### Problem A
In the article below on Bob Dylan's "Idiot Wind," when were the sessions that produced Blood On The Tracks held?
### Problem B
Pick up the article below on Bob Dylan's "Idiot Wind" after its last sentence and carry it on.

From “Idiot Wind,” by Bob Dylan


“Okay, ‘Idiot Wind,’” Dylan said during our  1992 interview. “Now, obviously, if you’ve heard both versions, you realize, of course, that there could be a myriad of verses for the thing. It doesn’t stop. It wouldn’t stop.”

He’s talking about his own inclination, when writing a song, to write dozens upon dozens of verses – “too much and not enough,” as he put it – and still feel incomplete. But is it really obvious that a song like this gets started and never stops? Who else but Bob Dylan could create something as vast, timeless and powerful as “Idiot Wind” in its fullness, and still find it lacking? 

(Okay, maybe Leonard Cohen, sure. But who else?) 

“Where do you end?” he asked. “You could still be writing it, really. It’s something that could be a work continually in progress.”

A work continually in progress. In that idea we find both the genius and madness of this man, dynamics that are often aligned. Like Tennyson, who Dylan cited as an example of an artist with the same affliction (obsessively revising and reworking a song even after it is published), Dylan has written many epic masterpieces, but rather than rejoice in their greatness, he yearns instead for some solution, some method by which to make it even better. 

Had he written only one song with the power of “Like A Rolling Stone” or “Isis” or “Idiot Wind,” he would still matter. A lot. Yet through these many decades he often finds himself in a season of abundant creation, so plugged in to the source that the songs, as he said, never stop. It resulted in some of the strongest songs he ever wrote, and ones – like “Idiot Wind” – which sadly resonate now more than ever. Has the wind ever blown quite as intensely as now?

It brings to mind Arlo Guthrie’s great comment. “Songwriting,” he said, “is like fishing in a stream. You put in your line and hope you catch something. But no one downstream from Bob Dylan has ever caught anything.”

That seemed like the ideal opener for our conversation. Dylan, with a big smile, said, “Songwriting – what do I know about songwriting?” So I quoted Arlo, which Bob responded to with great laughter. So I got to the point. How did you do it? How did you catch so many?

“It’s the bait,” he said in classic Dylan-speak. An answer, metaphoric and enigmatic, like his songs, pointing towards the source without puncturing its mystery.

As to what type of bait led to the miraculous outpouring that became Blood On The Tracks, mysteries still abound. Created with unusually clear focus and patience over a handful of sessions at the end of 1974, it’s one of his most beloved and remarkable works. Unlike almost all the others, it’s a delightfully dimensional and unified song cycle, each song connected by detailed narratives told by the same narrator.

### Data lines
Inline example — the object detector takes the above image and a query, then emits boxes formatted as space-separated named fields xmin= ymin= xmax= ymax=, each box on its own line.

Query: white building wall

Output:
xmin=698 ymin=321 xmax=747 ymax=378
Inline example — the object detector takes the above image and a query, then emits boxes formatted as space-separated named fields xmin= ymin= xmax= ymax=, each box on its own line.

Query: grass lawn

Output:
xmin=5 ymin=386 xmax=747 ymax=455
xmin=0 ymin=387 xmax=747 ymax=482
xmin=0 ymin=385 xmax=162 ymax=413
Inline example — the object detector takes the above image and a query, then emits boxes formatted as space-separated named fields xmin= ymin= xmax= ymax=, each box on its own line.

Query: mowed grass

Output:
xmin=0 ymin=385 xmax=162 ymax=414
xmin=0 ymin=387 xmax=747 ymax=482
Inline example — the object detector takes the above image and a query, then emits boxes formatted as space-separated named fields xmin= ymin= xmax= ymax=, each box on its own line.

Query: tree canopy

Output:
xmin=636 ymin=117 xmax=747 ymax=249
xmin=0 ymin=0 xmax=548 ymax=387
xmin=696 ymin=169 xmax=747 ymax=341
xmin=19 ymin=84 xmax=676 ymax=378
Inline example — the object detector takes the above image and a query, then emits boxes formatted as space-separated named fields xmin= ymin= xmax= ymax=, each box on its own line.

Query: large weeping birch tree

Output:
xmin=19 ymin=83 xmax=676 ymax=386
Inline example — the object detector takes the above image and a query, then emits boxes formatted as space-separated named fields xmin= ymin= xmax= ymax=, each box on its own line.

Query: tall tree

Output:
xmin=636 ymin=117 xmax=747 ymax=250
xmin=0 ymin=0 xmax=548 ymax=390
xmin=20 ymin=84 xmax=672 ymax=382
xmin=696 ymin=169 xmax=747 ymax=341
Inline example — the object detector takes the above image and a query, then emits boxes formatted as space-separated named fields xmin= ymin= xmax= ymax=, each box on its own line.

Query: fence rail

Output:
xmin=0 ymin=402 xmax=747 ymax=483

...

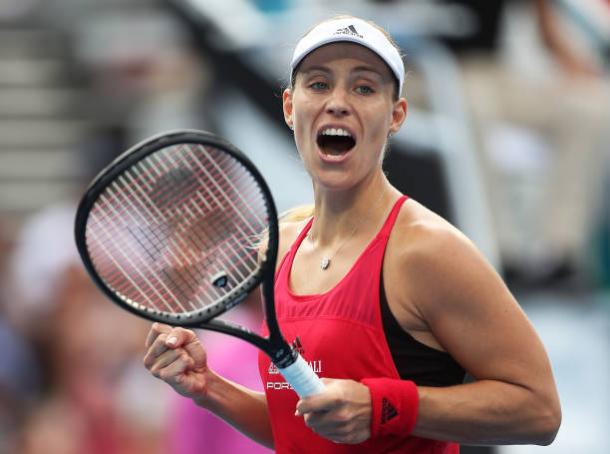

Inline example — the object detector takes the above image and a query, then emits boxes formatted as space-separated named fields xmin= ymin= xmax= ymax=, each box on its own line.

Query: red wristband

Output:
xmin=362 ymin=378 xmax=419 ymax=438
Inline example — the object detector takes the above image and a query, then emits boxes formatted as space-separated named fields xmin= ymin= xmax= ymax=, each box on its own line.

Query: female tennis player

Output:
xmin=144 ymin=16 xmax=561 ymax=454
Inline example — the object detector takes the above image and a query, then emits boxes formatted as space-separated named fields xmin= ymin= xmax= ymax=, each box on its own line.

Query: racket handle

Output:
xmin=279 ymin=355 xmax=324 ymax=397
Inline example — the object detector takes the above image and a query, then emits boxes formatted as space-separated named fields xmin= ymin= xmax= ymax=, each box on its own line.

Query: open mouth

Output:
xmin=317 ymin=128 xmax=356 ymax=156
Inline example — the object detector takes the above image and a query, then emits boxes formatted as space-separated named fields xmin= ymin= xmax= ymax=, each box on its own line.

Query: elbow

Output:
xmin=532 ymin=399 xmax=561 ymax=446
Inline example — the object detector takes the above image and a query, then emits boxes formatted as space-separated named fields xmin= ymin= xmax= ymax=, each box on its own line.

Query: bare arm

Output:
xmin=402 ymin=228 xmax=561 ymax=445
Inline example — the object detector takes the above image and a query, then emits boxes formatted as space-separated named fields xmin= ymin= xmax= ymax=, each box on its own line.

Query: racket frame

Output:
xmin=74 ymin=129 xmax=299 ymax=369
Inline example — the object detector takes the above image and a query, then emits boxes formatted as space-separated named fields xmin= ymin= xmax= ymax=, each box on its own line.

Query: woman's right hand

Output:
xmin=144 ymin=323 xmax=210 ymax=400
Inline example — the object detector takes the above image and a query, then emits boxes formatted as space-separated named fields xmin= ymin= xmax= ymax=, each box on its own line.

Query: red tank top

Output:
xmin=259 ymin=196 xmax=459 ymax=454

### Final answer A
They were held at the end of 1974.

### Final answer B
And though it’s a presumption many have shared, and which he and others have denied, it’s a cycle of songs that seems most transparently about him, and more focused on vividly projecting a personal narrative than his previous work. Many categorized it as his “divorce album,” which he’s dismissed. But though we know much is metaphoric and not to be taken literally, one can’t miss the point of lines like this, from “Idiot Wind”:

They say I robbed a man named Gray and took his wife to Italy, he inherited a million bucks and when she died, it came to me, I can’t help it if I’m lucky,” 

The release last year of  the lovingly created More Blood, More Tracks: The Bootleg Series Vol. 14, produced by Steve Berkowitz and Jeff Rosen, goes a long way in shining a lot of light into the mysteries surrounding the album, those connected to both the writing and recording. This is a deep dive into that remarkable collection, appointed with answers from many in the know, including Berkowitz, as well as musicians on the sessions, Kevin Odegard and Billy Peterson (both who played in the Minnesota sessions), and some experts, including the liner-note writer Jeff Slate, and the great producer-songwriter Joe Henry.

Dylan’s dual missions in its creation come into focus here: first, to fully realize this portrait of the heart, and secondly to capture the singular character of these songs in the studio with simplicity and purity, and without any obstructions. More Blood grants us all-access to the sessions — both the good and the bad — which went into its making. And it allows us all to bear witness to a remarkable moment in time, unlike any in Dylan’s career, the making of a singular masterpiece.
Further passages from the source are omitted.